A recent study has shown that no matter the culture, circumcised boys have a significantly larger chance of developing autism spectrum disorder (ASD). According to the Danish researchers who conducted the study, the risk is especially larger for infantile autism, before the age of 5.

Mihai Andrei by Mihai Andrei
January 16, 2015
in Health, News

A recent study has shown that no matter the culture, circumcised boys have a significantly larger chance of developing autism spectrum disorder (ASD). According to the Danish researchers who conducted the study, the risk is especially larger for infantile autism, before the age of 5.

Male circumcision is the surgical removal of the foreskin of the penis. In a typical procedure, the skin is separated after a close inspection. Circumcision is the world’s oldest planned surgical procedure, believed by historian Grafton Elliot Smith to be over 15,000 years old, pre-dating recorded history. There is no consensus regarding how the technique emerged and came to be used, but it is known that ancient Egyptians, Jews, Sumerians and the Semites. Interestingly enough, it was picked up by many muslims around the Mediterranean area, as well as Australia and New Zealand. But is this procedure really necessary and useful in modern society?

Circumcision may be medically indicated in children for several medical conditions, and the World Health Organization romotes circumcision as a preventive measure for sexually active men in populations at high risk for HIV. However, there are also some contraindications. Neonatal circumcision is generally safe when done by an experienced practitioner, but about 1% of all surgeries are accompanied by major complications. Minor complications are reported to occur in 3% of procedures. For the rest of procedures without complications, there seemed to not be any problems associated with circumcision. But this study found something else.

The study, involving more than 340,000 boys, was carried out in Denmark between 1994 and 2013 and almost 5,000 cases of autism spectrum disorder (ASD) were diagnosed.

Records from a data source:

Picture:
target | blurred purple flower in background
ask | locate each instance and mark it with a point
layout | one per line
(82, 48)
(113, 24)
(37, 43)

◆ WORK ITEM A:
Name every country or geographic region mentioned in the article on circumcision and autism.
◆ WORK ITEM B:
Resume the article on circumcision and autism after its final sentence.
The records are separate material and are not part of the article.

◆ TASK RESPONSE A:
The Mediterranean area, Australia, New Zealand, and Denmark.

◆ TASK RESPONSE B:
“Our investigation was prompted by the combination of recent animal findings linking a single painful injury to lifelong deficits in stress response and a study showing a strong, positive correlation between a country’s neonatal male circumcision rate and its prevalence of ASD in boys,” said Professor Morten Frisch of the Statens Serum Institut, who led the research.

Researchers think that the extreme pain associated with circumcision may be the key here. In modern medicine, it is unacceptable to circumcise boys without proper pain relief but none of the most common interventions reduce circumcision pain completely. High pain in newborns can be associated with long-term alterations of pain perception – a characteristic associated with ASD.

“Possible mechanisms linking early life pain and stress to an increased risk of neurodevelopmental, behavioural or psychological problems in later life remain incompletely conceptualized,” said Professor Frisch. “Given the widespread practice of non-therapeutic circumcision in infancy and childhood around the world, our findings should prompt other researchers to examine the possibility that circumcision trauma in infancy or early childhood might carry an increased risk of serious neurodevelopmental and psychological consequences.”